§ ACTIVITY: Could you return each line below without altering a word?

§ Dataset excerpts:
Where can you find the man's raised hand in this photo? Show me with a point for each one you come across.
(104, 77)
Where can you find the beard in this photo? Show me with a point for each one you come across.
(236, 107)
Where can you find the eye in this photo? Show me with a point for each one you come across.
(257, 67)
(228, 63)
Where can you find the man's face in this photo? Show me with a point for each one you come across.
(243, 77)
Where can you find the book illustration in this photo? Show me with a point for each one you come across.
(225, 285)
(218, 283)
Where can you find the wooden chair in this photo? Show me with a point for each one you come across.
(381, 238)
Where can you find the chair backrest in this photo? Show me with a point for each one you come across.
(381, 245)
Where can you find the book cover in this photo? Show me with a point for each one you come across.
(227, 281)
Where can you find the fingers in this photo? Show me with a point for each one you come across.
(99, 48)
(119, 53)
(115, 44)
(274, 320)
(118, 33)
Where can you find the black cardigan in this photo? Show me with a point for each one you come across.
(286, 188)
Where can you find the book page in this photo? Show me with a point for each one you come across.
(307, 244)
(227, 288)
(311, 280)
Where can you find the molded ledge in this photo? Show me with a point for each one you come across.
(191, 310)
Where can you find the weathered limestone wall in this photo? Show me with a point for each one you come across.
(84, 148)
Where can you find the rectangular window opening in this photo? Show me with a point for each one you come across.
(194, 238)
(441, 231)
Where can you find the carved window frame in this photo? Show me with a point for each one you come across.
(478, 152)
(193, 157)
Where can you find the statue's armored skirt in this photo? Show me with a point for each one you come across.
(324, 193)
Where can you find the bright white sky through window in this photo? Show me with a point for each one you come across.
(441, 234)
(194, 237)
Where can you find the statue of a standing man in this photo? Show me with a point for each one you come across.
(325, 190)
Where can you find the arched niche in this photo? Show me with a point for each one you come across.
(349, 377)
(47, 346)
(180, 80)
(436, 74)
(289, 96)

§ ANSWER SPACE:
Where can you find the man's raised hand in this photo? Show me with a point for each one you come across.
(104, 77)
Where can you find the beard in this photo? Show me with a point for each one you come across.
(236, 107)
Where can you find the eye in this photo? Show me with a point for each one you come across.
(257, 67)
(228, 63)
Where can you find the man's face in this photo? Show me with a point for each one you come across.
(243, 77)
Where can you find the book illustration in this photo? Show me with a point for each one you come across.
(225, 285)
(218, 283)
Where can you find the wooden chair in this photo? Show me with a point for each one you come across.
(381, 238)
Where can you find the chair backrest in this photo? Show me with a point for each one you come across.
(381, 245)
Where can you find the book cover in this photo? Show me with a point for each one you come across.
(227, 281)
Where can you find the fingers in this photo? Show me with a point for each one you come across.
(99, 48)
(119, 53)
(115, 44)
(274, 320)
(118, 33)
Where can you find the black cardigan in this photo? Show me with a point for each one you come across.
(286, 188)
Where can you find the book page in this photo? Show me with a point for each one you come across.
(307, 244)
(227, 288)
(311, 280)
Where can you find the molded ledge in this photo? Show me with a point for each one you come across.
(191, 310)
Where can you find the weathered limestone wall in this photo? Show me with a point for each one you come across.
(84, 148)
Where can you find the rectangular window opening in this photo? Show me with a point for each one you come across.
(194, 238)
(441, 231)
Where can you find the carved window frame in this photo? Show me with a point for each one you come across.
(478, 152)
(193, 157)
Where can you find the statue's armored skirt in this photo? Show me with a point for each one you come across.
(324, 193)
Where can you find the bright white sky through window in this photo? Show me with a point for each one you come across.
(441, 234)
(194, 237)
Where can you find the statue of a standing man in this photo? Show me with a point for each one you come across.
(325, 190)
Where can you find the arched niche in this photo? Show me with a point for each one you come across.
(349, 377)
(47, 346)
(180, 80)
(436, 74)
(289, 96)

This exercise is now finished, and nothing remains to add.